Requirement:
Render the lines of the records as a numbered list, starting at the line that contains "Return the outline of every instance of the white" and ending with the final line of the records, both included. Leave out any blank lines.
** START Items **
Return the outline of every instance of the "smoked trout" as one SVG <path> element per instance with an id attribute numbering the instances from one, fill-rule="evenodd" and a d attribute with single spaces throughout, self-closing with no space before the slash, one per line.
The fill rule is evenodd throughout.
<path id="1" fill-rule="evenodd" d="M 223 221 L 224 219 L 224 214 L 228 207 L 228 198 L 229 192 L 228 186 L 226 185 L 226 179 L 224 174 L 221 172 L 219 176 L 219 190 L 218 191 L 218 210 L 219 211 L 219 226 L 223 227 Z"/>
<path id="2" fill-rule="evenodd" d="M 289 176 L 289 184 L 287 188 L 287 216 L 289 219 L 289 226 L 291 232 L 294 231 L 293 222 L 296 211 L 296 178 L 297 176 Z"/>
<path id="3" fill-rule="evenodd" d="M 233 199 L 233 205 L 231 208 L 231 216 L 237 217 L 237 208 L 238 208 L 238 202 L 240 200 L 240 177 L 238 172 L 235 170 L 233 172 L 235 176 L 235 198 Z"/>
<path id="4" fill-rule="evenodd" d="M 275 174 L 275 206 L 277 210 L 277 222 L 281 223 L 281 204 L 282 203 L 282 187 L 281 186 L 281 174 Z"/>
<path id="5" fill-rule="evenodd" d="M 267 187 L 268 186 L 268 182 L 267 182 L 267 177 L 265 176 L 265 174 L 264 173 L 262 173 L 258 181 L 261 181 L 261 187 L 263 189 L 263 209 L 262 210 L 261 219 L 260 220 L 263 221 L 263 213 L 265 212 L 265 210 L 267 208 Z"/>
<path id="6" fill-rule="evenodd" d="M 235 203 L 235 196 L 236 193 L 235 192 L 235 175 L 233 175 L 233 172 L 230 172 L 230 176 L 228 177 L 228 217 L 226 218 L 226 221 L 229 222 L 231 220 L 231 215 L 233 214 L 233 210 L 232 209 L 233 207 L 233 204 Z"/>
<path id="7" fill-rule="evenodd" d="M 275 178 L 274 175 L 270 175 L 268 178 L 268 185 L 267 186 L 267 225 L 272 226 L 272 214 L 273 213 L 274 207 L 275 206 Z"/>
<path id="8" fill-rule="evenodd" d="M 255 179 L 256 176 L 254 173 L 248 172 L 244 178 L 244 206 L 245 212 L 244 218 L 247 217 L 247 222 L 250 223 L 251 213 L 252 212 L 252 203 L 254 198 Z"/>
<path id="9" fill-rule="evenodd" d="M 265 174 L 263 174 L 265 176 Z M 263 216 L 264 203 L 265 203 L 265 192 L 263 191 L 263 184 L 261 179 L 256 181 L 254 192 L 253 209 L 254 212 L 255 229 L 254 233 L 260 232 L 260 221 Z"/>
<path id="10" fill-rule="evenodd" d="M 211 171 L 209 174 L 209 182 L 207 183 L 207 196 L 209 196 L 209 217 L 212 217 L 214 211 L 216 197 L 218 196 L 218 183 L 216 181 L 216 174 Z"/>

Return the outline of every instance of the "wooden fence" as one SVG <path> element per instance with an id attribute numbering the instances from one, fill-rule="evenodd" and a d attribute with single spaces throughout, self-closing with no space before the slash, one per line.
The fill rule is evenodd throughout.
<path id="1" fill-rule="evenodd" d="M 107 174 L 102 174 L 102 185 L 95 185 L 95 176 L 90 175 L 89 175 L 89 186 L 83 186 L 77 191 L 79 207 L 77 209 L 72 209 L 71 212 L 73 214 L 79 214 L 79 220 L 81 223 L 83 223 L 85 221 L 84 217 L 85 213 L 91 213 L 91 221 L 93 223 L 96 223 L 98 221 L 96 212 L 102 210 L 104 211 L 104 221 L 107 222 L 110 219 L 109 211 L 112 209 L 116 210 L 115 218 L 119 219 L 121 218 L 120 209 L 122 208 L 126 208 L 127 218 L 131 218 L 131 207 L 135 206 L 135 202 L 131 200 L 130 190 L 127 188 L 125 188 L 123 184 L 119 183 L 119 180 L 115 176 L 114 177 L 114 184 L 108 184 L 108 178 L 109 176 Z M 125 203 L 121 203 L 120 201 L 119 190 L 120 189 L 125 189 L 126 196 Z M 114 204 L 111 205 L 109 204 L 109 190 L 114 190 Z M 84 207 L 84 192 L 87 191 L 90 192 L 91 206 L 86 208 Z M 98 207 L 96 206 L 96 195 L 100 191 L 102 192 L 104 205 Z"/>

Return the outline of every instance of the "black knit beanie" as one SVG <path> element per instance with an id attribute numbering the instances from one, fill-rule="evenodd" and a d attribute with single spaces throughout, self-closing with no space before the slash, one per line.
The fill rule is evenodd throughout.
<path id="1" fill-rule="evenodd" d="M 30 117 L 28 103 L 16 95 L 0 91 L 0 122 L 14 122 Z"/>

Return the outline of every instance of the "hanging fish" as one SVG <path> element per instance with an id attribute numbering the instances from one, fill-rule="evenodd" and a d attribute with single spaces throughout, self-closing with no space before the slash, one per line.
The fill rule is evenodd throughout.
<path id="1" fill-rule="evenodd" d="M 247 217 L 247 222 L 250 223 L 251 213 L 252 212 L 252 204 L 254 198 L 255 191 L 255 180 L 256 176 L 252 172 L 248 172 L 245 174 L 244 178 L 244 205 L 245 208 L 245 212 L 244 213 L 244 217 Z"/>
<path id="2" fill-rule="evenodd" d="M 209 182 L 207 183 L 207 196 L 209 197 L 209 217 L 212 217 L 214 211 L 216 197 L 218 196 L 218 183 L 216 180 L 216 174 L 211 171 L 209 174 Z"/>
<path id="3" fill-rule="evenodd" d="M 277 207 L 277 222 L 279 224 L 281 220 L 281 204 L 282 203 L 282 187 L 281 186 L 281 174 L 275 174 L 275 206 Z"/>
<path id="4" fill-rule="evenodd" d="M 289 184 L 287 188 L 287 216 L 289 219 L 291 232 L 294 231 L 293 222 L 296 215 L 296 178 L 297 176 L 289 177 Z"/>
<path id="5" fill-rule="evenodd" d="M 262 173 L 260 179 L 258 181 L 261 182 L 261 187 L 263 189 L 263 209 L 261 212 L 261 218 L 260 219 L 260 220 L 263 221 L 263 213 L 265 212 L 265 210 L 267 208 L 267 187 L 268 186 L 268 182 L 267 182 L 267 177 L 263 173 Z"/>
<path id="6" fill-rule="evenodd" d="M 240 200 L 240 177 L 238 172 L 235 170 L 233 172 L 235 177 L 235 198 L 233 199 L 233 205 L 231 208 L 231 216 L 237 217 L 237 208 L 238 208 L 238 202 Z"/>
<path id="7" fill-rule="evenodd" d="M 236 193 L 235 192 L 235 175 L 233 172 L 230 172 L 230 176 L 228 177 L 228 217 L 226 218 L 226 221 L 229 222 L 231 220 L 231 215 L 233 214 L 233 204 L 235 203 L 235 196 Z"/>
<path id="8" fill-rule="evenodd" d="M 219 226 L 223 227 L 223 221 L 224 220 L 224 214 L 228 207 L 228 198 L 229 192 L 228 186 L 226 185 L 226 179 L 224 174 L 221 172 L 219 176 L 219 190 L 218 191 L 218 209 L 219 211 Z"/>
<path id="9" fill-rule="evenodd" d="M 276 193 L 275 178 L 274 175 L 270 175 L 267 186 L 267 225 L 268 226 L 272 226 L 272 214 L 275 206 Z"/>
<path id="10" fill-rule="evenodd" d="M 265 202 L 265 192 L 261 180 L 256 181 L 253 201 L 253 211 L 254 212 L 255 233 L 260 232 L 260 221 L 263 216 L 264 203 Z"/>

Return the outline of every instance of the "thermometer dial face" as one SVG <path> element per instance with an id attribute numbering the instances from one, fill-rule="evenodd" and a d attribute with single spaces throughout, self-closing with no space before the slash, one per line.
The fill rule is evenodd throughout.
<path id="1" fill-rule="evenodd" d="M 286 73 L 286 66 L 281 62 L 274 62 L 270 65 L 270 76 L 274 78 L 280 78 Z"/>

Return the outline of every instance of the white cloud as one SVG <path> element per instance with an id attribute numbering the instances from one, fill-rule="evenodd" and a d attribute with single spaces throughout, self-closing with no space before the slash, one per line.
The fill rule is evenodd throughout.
** END Items **
Output of the task:
1. Return the outline of every instance of the white cloud as one SVG <path> element per instance with an id attribute numbering the instances from one, fill-rule="evenodd" and a d attribute with single spaces throughout, self-closing with no space before the slash, one per line.
2. The fill rule is evenodd throughout.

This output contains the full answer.